## Work to be completed
Rewrite the entries starting at the line that contains "Where can the mottled" and ending at the line that contains "[[101, 217], [235, 122], [218, 167]]", substituting "hind foot" for "webbed foot" and leaving everything else unchanged.

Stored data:
══════════

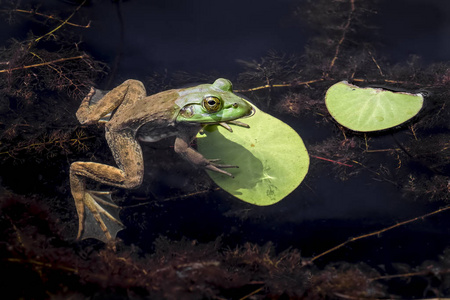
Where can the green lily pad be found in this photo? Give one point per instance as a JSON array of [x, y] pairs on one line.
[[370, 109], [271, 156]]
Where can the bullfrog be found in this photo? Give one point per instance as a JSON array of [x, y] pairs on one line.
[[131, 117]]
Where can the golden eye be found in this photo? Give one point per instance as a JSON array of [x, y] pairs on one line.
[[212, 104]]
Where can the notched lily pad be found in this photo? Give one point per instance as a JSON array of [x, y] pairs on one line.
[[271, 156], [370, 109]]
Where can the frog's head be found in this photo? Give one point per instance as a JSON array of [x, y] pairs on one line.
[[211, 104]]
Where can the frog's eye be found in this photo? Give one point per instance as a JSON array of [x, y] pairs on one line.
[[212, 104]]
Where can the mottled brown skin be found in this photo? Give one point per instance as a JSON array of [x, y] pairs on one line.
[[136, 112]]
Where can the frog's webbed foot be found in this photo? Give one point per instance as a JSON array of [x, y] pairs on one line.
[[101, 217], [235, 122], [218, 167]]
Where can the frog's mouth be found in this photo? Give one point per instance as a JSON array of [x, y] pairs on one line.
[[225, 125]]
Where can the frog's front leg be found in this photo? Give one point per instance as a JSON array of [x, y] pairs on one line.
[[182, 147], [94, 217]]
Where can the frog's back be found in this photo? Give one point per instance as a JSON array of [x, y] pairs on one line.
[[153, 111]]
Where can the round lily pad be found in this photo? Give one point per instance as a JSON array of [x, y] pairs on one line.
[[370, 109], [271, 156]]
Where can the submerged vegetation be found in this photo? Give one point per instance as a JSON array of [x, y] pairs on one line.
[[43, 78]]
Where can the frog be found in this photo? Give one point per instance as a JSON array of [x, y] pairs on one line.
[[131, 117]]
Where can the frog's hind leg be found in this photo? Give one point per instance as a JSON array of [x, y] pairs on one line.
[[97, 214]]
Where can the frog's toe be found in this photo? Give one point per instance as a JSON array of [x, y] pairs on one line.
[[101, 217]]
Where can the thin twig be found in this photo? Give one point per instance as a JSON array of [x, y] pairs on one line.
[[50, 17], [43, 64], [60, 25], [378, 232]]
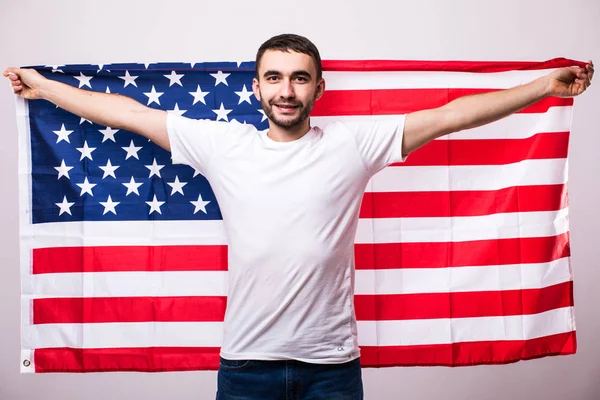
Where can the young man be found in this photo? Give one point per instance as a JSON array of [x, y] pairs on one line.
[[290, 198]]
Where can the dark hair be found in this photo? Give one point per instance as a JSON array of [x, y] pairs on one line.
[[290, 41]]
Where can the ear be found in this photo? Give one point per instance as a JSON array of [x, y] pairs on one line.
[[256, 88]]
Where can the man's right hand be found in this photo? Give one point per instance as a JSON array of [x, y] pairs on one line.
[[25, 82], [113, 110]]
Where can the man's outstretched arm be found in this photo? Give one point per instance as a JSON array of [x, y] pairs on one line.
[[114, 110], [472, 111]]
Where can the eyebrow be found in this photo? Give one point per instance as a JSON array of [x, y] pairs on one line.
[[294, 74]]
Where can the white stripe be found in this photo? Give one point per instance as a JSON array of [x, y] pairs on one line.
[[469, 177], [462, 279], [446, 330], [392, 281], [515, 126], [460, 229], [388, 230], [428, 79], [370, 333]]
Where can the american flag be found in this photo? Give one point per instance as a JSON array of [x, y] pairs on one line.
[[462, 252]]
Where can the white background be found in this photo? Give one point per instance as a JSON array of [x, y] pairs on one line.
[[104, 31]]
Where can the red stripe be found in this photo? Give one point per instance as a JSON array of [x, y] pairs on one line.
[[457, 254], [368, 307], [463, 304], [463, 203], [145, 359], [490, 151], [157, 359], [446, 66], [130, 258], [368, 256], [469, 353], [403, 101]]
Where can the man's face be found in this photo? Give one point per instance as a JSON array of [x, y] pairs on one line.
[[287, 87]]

══════════

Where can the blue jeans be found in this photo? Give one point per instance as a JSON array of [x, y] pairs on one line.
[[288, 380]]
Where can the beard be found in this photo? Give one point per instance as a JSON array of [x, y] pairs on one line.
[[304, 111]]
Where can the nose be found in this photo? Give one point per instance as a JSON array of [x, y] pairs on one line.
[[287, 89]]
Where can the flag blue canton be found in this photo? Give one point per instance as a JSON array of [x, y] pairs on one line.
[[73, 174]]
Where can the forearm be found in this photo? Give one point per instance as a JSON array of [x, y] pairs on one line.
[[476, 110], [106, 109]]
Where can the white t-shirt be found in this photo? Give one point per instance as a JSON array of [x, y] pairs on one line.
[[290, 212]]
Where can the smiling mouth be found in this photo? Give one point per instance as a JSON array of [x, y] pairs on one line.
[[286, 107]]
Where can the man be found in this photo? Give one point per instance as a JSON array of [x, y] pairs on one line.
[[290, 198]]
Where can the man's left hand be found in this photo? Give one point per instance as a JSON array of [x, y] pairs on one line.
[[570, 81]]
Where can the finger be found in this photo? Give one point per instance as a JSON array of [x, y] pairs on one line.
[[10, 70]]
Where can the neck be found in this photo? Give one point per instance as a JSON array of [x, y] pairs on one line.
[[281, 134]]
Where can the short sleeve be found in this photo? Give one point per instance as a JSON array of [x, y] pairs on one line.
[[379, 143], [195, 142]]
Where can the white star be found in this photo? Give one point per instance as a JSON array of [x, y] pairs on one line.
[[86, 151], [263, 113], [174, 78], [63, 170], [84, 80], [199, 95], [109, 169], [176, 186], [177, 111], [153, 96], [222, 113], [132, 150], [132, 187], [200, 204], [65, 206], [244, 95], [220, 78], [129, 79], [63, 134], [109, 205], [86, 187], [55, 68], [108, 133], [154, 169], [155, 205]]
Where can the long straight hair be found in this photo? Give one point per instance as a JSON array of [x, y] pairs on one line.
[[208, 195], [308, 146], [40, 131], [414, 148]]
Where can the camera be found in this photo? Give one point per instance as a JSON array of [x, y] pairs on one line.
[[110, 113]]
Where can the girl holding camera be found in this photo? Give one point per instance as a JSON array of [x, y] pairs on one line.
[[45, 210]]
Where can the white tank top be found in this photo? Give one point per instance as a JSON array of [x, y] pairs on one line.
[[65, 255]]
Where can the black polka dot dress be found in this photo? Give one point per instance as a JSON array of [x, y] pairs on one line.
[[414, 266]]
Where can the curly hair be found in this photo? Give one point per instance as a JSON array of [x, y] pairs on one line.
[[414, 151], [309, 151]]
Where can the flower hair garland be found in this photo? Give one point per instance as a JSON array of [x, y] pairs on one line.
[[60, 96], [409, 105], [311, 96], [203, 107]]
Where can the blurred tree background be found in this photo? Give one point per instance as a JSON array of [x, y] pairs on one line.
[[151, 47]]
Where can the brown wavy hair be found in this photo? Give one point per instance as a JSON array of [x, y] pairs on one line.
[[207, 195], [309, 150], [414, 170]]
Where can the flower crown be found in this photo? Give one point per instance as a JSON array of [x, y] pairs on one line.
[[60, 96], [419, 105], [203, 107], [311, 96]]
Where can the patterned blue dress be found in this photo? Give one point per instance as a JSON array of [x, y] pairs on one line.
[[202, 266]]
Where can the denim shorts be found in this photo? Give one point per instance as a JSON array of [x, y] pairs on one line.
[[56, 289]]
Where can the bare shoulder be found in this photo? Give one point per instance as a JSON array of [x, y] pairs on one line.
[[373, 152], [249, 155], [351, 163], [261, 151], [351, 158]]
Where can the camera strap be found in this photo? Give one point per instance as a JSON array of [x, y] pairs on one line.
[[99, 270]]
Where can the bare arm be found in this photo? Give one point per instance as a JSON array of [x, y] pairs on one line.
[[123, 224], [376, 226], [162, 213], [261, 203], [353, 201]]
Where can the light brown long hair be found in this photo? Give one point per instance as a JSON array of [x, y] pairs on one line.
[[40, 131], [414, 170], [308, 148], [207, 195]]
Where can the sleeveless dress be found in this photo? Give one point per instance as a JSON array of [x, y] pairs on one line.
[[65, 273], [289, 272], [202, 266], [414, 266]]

══════════

## Result for this exercise
Where can the mottled brown skin be found in this photo? Give one point per instance as a JSON array of [x, y] pairs on one line.
[[136, 112]]
Where can the frog's hind foot be found in this photo? Give one point per instance as a JSON array of [x, y] pairs on one line.
[[101, 217], [235, 122], [218, 167]]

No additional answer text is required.